[Begin]

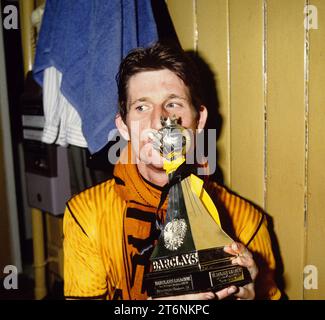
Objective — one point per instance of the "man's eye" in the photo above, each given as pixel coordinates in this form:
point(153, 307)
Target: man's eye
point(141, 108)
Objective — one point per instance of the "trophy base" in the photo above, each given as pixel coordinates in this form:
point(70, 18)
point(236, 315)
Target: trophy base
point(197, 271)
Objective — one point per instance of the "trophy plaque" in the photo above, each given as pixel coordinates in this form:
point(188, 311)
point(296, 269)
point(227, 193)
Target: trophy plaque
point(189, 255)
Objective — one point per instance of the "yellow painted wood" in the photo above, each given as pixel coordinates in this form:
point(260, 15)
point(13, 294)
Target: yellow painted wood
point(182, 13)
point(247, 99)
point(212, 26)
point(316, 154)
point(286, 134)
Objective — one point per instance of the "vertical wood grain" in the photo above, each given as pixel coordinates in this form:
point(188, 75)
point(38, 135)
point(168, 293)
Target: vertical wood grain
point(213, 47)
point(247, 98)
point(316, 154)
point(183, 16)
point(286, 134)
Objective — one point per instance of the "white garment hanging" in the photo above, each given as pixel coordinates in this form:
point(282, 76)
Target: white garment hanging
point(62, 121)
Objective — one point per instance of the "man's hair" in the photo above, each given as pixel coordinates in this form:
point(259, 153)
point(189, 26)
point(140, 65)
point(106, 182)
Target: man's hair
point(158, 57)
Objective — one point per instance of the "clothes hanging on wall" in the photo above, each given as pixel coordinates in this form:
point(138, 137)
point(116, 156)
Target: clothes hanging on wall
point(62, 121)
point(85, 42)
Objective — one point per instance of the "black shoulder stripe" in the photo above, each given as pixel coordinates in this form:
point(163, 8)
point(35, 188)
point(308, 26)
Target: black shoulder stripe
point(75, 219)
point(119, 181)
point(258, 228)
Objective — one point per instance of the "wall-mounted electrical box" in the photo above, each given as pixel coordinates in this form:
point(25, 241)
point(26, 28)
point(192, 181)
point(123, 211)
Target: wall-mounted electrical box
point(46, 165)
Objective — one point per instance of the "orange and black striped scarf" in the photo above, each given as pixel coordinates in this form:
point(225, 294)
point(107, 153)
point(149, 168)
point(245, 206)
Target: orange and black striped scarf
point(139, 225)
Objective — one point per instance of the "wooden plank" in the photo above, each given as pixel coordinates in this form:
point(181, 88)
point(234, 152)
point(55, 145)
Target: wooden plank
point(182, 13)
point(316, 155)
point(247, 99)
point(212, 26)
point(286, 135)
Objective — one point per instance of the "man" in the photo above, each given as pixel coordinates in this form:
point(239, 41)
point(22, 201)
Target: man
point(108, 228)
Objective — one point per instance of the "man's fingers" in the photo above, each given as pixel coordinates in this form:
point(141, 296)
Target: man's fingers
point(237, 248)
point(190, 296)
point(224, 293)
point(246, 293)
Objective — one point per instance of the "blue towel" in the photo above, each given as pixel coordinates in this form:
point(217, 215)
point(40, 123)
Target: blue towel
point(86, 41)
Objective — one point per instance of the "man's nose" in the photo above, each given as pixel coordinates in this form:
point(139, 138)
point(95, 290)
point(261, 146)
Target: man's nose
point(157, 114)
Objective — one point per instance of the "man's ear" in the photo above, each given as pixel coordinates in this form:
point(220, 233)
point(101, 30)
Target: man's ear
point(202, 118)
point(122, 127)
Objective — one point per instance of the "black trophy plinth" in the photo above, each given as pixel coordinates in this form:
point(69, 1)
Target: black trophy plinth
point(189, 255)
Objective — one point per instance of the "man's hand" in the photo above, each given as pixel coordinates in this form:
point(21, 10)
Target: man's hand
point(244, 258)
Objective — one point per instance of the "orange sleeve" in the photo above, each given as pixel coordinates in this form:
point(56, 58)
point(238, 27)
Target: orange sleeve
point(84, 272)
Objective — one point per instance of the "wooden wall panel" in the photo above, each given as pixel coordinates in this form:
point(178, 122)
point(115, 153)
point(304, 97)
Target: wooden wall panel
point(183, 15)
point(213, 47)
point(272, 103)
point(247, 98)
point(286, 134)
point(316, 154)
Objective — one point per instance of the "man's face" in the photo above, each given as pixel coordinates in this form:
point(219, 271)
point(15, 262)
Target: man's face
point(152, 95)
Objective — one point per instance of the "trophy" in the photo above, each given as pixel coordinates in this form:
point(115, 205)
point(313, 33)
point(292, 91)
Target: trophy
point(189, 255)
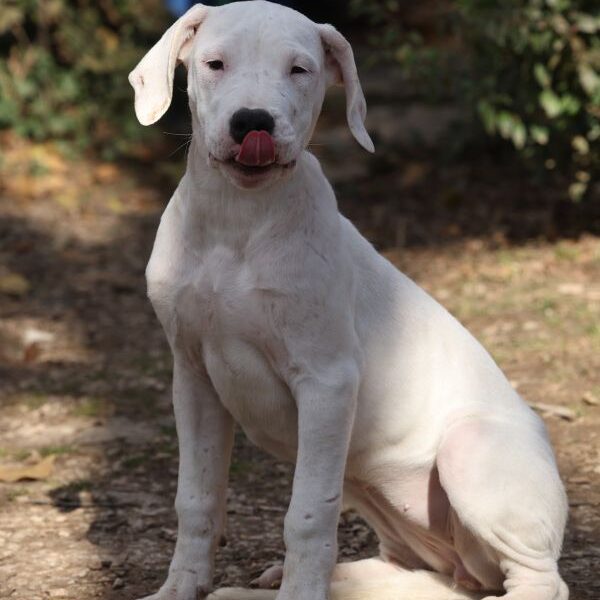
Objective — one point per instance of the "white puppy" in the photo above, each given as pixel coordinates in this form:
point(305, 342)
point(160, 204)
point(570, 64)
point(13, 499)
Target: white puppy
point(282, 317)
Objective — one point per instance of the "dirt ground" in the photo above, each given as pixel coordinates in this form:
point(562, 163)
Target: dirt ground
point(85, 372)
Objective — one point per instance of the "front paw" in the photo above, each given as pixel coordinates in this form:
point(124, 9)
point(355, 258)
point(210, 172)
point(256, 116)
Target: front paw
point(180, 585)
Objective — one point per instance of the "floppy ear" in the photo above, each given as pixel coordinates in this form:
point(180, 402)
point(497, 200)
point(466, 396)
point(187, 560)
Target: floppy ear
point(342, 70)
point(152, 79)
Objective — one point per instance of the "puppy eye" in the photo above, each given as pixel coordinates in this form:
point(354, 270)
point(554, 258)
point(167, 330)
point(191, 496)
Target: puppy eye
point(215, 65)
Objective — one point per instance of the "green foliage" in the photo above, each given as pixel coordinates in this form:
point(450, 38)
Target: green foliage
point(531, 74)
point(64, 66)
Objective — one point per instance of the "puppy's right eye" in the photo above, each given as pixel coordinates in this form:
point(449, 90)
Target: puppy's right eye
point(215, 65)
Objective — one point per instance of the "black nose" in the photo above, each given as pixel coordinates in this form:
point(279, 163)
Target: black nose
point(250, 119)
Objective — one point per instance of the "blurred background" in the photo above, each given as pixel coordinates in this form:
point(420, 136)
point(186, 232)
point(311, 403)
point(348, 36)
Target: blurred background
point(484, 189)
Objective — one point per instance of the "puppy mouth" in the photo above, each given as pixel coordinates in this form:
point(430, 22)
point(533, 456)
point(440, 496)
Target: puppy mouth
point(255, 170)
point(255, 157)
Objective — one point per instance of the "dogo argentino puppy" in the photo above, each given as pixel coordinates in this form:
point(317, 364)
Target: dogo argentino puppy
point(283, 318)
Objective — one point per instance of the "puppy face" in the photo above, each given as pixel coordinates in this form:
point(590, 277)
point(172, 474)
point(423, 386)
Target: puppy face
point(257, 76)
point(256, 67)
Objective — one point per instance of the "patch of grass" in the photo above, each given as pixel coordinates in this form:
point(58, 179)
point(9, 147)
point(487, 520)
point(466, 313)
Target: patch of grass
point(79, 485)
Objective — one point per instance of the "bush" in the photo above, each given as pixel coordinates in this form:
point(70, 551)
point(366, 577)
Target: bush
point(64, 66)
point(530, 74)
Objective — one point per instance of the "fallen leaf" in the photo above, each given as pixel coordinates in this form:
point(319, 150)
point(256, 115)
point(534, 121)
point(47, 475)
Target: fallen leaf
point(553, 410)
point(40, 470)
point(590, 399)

[End]

* [Your objective]: Show every line above that contains the word "plaque", treating uppercase and lowercase letters as different.

* [Written response]:
Objective — one point per instance of the "trophy plaque" in the photo above, each given as pixel coordinates in this form:
Target: trophy plaque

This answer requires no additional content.